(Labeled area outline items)
◆ ◆ ◆
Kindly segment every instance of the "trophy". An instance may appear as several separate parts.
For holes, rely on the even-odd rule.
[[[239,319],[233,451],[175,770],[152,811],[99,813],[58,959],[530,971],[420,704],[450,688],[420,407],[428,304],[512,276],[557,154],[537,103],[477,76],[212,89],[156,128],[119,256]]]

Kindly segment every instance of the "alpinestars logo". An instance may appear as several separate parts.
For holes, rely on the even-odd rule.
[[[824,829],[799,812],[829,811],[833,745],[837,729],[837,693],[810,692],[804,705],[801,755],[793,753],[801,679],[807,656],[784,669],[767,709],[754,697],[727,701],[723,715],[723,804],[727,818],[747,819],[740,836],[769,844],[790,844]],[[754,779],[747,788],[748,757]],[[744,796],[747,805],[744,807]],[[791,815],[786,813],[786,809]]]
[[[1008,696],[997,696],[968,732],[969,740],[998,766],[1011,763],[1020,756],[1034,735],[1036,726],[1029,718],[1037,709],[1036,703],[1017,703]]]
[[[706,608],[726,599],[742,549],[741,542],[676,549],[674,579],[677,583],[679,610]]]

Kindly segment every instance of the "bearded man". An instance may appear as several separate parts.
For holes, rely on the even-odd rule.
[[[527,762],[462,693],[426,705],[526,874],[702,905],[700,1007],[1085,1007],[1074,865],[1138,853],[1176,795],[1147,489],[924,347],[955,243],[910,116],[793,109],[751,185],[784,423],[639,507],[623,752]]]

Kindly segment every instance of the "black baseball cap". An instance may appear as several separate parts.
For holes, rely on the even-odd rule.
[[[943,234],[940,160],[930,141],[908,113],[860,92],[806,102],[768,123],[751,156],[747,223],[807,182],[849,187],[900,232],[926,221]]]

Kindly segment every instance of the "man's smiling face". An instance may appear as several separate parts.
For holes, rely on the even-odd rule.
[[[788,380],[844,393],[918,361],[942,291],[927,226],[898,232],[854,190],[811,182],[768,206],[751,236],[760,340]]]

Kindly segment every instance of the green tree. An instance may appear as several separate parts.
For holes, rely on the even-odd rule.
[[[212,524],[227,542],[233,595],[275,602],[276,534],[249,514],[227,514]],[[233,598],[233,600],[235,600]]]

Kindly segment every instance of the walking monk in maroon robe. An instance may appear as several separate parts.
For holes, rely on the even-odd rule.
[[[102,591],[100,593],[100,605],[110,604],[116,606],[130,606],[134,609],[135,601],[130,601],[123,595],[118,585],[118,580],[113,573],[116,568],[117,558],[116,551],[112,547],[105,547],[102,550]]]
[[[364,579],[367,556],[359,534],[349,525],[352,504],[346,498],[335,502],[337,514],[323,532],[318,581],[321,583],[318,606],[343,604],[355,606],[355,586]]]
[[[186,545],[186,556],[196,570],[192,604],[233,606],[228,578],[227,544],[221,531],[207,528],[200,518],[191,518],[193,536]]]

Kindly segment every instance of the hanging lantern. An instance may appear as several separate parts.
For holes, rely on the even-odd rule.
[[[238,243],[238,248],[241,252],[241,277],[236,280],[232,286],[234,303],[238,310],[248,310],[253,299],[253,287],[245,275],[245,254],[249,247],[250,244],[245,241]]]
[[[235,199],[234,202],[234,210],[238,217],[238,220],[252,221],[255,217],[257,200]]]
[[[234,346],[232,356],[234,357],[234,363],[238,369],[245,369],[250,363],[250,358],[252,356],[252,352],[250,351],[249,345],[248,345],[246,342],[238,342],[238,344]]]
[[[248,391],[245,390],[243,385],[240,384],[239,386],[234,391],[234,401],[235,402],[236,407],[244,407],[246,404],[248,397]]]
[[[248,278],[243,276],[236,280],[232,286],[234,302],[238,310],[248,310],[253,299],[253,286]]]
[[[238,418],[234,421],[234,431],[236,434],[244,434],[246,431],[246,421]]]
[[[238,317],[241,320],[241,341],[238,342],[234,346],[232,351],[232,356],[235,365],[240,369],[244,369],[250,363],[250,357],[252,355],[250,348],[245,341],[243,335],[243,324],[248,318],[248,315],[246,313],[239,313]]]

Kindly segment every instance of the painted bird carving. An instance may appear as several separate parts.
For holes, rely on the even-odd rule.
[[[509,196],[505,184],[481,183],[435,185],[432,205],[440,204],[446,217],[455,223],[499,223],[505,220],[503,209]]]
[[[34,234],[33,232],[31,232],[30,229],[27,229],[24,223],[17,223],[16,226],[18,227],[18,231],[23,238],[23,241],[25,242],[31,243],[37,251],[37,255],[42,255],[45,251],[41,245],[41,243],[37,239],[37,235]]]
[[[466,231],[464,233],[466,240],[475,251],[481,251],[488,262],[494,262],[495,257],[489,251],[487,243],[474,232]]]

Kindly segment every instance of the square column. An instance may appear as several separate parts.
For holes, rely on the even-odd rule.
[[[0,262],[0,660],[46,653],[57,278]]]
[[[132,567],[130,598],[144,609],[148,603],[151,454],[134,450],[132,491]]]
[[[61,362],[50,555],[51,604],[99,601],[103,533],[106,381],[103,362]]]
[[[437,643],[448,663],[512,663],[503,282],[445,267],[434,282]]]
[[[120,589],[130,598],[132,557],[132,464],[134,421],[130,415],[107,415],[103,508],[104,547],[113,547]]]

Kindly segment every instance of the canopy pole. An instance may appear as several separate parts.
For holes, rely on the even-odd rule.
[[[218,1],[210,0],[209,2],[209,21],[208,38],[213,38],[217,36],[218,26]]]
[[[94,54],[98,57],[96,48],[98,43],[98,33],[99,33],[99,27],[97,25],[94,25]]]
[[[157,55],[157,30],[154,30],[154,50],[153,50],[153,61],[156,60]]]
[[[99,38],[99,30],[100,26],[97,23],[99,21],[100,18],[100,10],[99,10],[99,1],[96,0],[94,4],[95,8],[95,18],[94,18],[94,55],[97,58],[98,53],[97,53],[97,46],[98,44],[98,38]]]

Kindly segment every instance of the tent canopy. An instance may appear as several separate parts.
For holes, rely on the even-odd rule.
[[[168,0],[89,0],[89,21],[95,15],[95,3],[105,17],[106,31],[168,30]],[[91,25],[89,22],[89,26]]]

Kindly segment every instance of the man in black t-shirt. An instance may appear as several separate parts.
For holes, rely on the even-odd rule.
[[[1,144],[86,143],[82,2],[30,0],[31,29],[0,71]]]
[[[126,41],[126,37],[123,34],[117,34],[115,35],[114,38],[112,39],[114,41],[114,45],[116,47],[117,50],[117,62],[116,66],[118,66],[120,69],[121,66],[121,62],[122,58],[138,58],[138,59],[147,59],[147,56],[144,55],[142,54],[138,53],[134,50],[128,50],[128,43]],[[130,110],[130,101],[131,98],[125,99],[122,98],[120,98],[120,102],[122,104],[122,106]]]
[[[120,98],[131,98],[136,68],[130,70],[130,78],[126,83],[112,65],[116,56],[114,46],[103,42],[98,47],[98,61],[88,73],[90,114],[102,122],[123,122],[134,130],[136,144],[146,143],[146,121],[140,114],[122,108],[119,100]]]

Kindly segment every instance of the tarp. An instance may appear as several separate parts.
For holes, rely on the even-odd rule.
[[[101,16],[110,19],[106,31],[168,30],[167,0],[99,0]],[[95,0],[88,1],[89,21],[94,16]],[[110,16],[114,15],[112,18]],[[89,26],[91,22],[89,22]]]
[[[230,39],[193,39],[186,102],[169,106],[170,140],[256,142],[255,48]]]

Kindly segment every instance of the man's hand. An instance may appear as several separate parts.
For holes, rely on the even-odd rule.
◆ ◆ ◆
**What to work on**
Reproduce the records in full, exactly as written.

**Answer to this exercise**
Kindly segment every instance of the "trophy". An instance may appear as several separate parts.
For holes, rely on the even-odd rule.
[[[239,319],[233,451],[175,770],[152,811],[99,813],[58,959],[530,971],[420,704],[450,688],[420,407],[428,304],[512,276],[557,154],[537,103],[477,76],[212,89],[156,128],[119,256]]]

Kindly segment every instance of the "alpinestars logo". An instance may appear as several separate parts.
For holes, rely on the even-odd rule.
[[[824,829],[799,812],[829,811],[833,745],[837,729],[837,693],[810,692],[804,705],[801,755],[793,753],[801,679],[807,656],[784,669],[767,709],[754,697],[727,701],[723,715],[723,804],[727,818],[747,819],[740,836],[769,844],[790,844]],[[754,779],[747,788],[748,757]],[[744,796],[747,805],[744,807]],[[791,815],[786,813],[786,809]]]
[[[1008,696],[997,696],[968,732],[969,740],[998,766],[1011,763],[1020,756],[1034,735],[1036,726],[1029,718],[1037,709],[1036,703],[1017,703]]]
[[[706,608],[726,599],[742,549],[741,542],[676,549],[674,579],[677,583],[679,610]]]

Kindly segment every instance of the "bearded man". An instance may appear as several separate parts.
For holes, rely on the even-odd rule.
[[[527,762],[462,693],[426,705],[526,874],[702,905],[700,1007],[1085,1007],[1074,865],[1138,853],[1176,795],[1147,489],[924,347],[955,243],[910,116],[793,109],[751,185],[784,423],[639,507],[623,752]]]

Kindly segment every instance of the "black baseball cap". An instance may appear as several separate parts.
For holes, rely on the even-odd rule.
[[[943,234],[940,160],[930,141],[908,113],[860,92],[806,102],[768,123],[751,156],[747,223],[807,182],[849,187],[900,232],[926,221]]]

Kindly segment every instance of the "man's smiling face". An instance may appear as several separate parts.
For holes, rely on the even-odd rule.
[[[788,380],[844,393],[918,361],[942,291],[927,226],[898,232],[854,190],[811,182],[768,206],[751,236],[760,340]]]

Kindly segment every instance of the green tree. An instance may appear as several separate parts.
For holes, rely on the even-odd rule.
[[[212,524],[227,542],[233,595],[275,602],[276,534],[249,514],[227,514]],[[233,598],[233,600],[235,600]]]

Kindly segment every instance of the walking monk in maroon robe. An instance may appear as several separate parts.
For holes, rely on the even-odd rule.
[[[102,591],[100,593],[100,605],[110,604],[116,606],[130,606],[134,609],[135,601],[130,601],[123,595],[118,585],[118,580],[113,573],[116,568],[117,558],[116,551],[112,547],[105,547],[102,550]]]
[[[364,579],[367,556],[359,534],[349,525],[352,504],[346,498],[335,502],[337,514],[323,532],[318,581],[321,583],[318,606],[343,604],[355,606],[355,586]]]
[[[186,545],[186,556],[196,570],[192,604],[233,606],[228,578],[227,544],[221,531],[207,528],[200,518],[191,518],[193,536]]]

Kindly segment every instance of the hanging lantern. An instance may appear as several separate parts.
For holes, rely on the even-odd rule.
[[[238,243],[238,248],[241,252],[241,277],[236,280],[232,286],[234,303],[238,310],[248,310],[253,299],[253,287],[245,275],[245,254],[249,247],[250,244],[245,241]]]
[[[235,199],[234,202],[234,210],[238,217],[238,220],[252,221],[255,217],[257,200]]]
[[[234,346],[232,356],[234,357],[234,363],[238,369],[245,369],[250,363],[250,358],[252,356],[252,352],[250,351],[249,345],[248,345],[246,342],[238,342],[238,344]]]
[[[248,391],[245,390],[243,385],[240,384],[239,386],[234,391],[234,401],[235,402],[236,407],[244,407],[246,404],[248,397]]]
[[[248,278],[243,276],[236,280],[232,286],[234,302],[238,310],[248,310],[253,299],[253,286]]]
[[[238,418],[234,421],[234,431],[236,434],[244,434],[246,431],[246,421]]]
[[[238,317],[241,320],[241,341],[238,342],[234,346],[232,351],[232,356],[235,365],[240,369],[244,369],[250,363],[250,357],[252,355],[250,348],[245,341],[243,335],[243,324],[248,318],[248,315],[246,313],[239,313]]]

Kindly segment every instance of the painted bird carving. An instance may appear as several separate parts.
For holes, rely on the even-odd rule.
[[[509,196],[505,184],[481,183],[435,185],[432,205],[440,204],[446,217],[455,223],[499,223],[505,220],[503,209]]]
[[[34,234],[33,232],[31,232],[30,229],[27,229],[24,223],[17,223],[16,226],[18,227],[18,231],[23,238],[23,241],[25,242],[31,243],[37,251],[37,255],[42,255],[45,251],[41,245],[41,243],[37,239],[37,235]]]
[[[466,231],[464,233],[466,240],[475,251],[481,251],[488,262],[494,262],[495,257],[489,251],[487,243],[474,232]]]

Kindly segment every instance of the square column. An instance may appear as several separate parts.
For holes, rely on the even-odd rule.
[[[0,262],[0,660],[46,653],[57,278]]]
[[[132,567],[130,598],[144,609],[148,603],[151,454],[134,450],[132,491]]]
[[[61,362],[50,555],[51,604],[99,601],[103,533],[106,381],[103,362]]]
[[[437,643],[448,663],[512,663],[503,282],[445,267],[434,282]]]
[[[120,589],[130,598],[132,557],[132,464],[134,421],[130,415],[107,415],[103,508],[104,547],[113,547]]]

Kindly segment every instance of the canopy pole. An instance may appear as several separate parts.
For holes, rely on the even-odd rule.
[[[218,1],[210,0],[209,2],[209,21],[208,38],[213,38],[217,36],[218,26]]]
[[[94,54],[98,57],[96,48],[98,43],[98,33],[99,33],[99,27],[97,25],[94,25]]]
[[[157,55],[157,30],[154,30],[154,50],[153,50],[153,61],[156,60]]]
[[[99,38],[99,30],[100,26],[97,23],[99,21],[100,18],[100,10],[99,10],[99,1],[96,0],[94,4],[95,8],[95,18],[94,18],[94,55],[97,58],[98,53],[97,53],[97,46],[98,44],[98,38]]]

Kindly segment every instance of the tent canopy. An instance may appear as several separate parts.
For holes, rely on the even-odd rule.
[[[168,0],[89,0],[89,21],[95,15],[95,3],[105,17],[106,31],[168,30]],[[91,25],[89,22],[89,26]]]

Kindly segment every instance of the man in black t-shirt. An instance may appear as several separate parts.
For holes, rely on the even-odd rule.
[[[1,144],[86,143],[82,2],[30,0],[31,29],[0,71]]]
[[[126,41],[126,37],[123,34],[117,34],[115,35],[114,38],[112,39],[114,41],[114,45],[116,47],[117,50],[117,62],[116,66],[118,66],[120,69],[121,66],[121,62],[122,58],[138,58],[138,59],[147,59],[147,56],[144,55],[142,54],[138,53],[134,50],[128,50],[128,43]],[[130,110],[130,101],[131,98],[125,99],[122,98],[120,98],[120,102],[122,104],[122,106]]]
[[[120,98],[131,98],[136,68],[130,70],[130,78],[126,83],[112,65],[116,56],[114,46],[103,42],[98,47],[98,61],[88,73],[90,114],[102,122],[123,122],[134,130],[136,144],[146,143],[146,121],[140,114],[122,108],[119,100]]]

Kindly segment every instance of the tarp. An instance may appear as several separate parts.
For holes, rely on the even-odd rule.
[[[101,16],[110,19],[106,31],[168,30],[167,0],[99,0]],[[95,0],[88,1],[89,21],[94,16]],[[110,16],[114,15],[112,18]],[[89,26],[91,22],[89,22]]]
[[[230,39],[193,39],[186,102],[169,106],[170,140],[256,142],[255,48]]]

Kindly segment every instance of the man's hand. An instance may appear as several separate parts.
For holes, rely on the even-odd rule.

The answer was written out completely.